#### What this task involves:
Which lines run from the start of the material below through the line containing "# rows in the form column 60, row 542"? Retype them exactly, pictures excluded.

++++++

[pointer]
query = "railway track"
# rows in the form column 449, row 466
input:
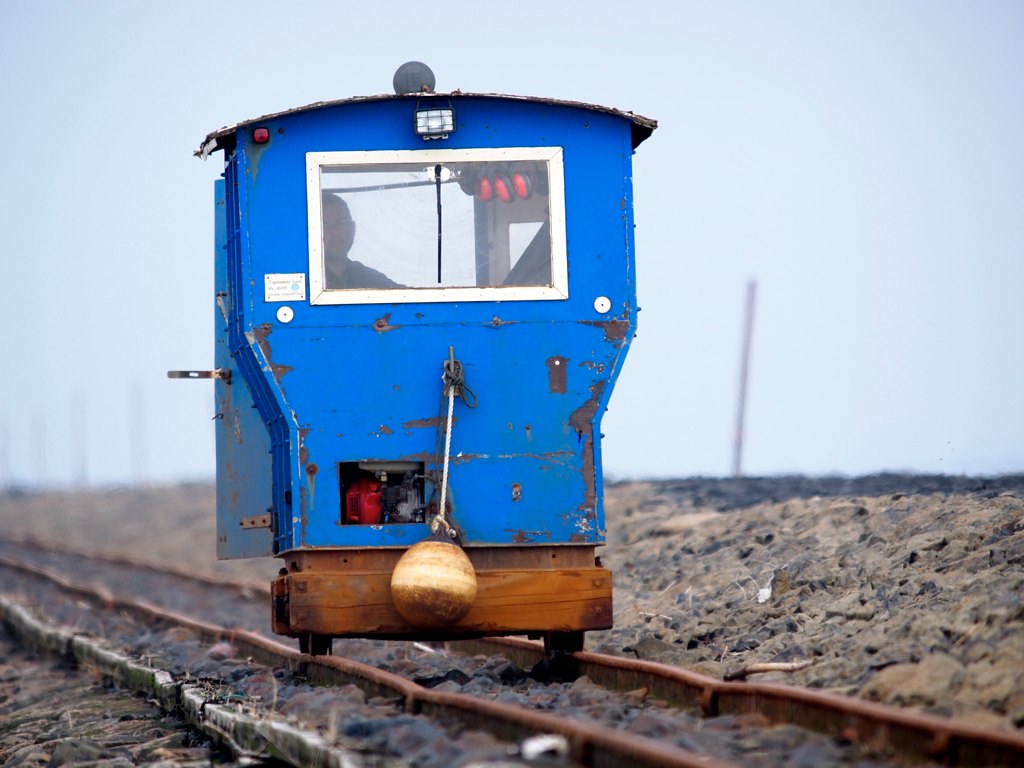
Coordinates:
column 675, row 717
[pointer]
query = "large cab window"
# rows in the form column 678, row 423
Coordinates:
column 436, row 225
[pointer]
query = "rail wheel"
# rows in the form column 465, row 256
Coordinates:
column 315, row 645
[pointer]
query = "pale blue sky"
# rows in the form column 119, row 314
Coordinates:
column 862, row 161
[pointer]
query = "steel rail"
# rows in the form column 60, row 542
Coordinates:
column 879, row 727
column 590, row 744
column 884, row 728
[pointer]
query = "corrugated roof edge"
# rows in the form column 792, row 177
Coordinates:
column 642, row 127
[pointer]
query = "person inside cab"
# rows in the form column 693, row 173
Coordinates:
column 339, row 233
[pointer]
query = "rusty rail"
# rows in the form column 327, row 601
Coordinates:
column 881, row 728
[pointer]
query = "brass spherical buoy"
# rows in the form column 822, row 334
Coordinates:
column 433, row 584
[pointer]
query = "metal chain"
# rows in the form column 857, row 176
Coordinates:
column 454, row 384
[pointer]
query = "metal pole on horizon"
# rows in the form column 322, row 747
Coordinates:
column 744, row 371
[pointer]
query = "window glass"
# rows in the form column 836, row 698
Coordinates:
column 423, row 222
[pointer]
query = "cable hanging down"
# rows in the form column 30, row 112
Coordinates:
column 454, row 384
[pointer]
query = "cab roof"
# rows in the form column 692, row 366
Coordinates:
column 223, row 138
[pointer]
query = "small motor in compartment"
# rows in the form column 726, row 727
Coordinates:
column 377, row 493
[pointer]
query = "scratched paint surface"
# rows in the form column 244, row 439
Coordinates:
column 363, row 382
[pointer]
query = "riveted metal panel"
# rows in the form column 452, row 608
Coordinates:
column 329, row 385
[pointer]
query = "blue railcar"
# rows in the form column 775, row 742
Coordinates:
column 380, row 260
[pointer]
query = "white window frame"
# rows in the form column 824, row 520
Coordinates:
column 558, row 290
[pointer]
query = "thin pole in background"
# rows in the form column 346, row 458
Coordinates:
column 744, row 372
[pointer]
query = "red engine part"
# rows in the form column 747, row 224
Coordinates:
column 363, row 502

++++++

#### Problem solution:
[pointer]
query = "railway track"
# rows in the form column 449, row 466
input:
Coordinates:
column 675, row 717
[pointer]
query = "large cab window"
# rows in the form column 678, row 423
Coordinates:
column 436, row 225
[pointer]
query = "rail wheel"
# rows in the form column 465, row 256
Coordinates:
column 315, row 645
[pointer]
query = "pale blue sky"
# rows in the form column 119, row 314
Coordinates:
column 862, row 161
[pointer]
query = "steel rail"
# rows in the form column 60, row 542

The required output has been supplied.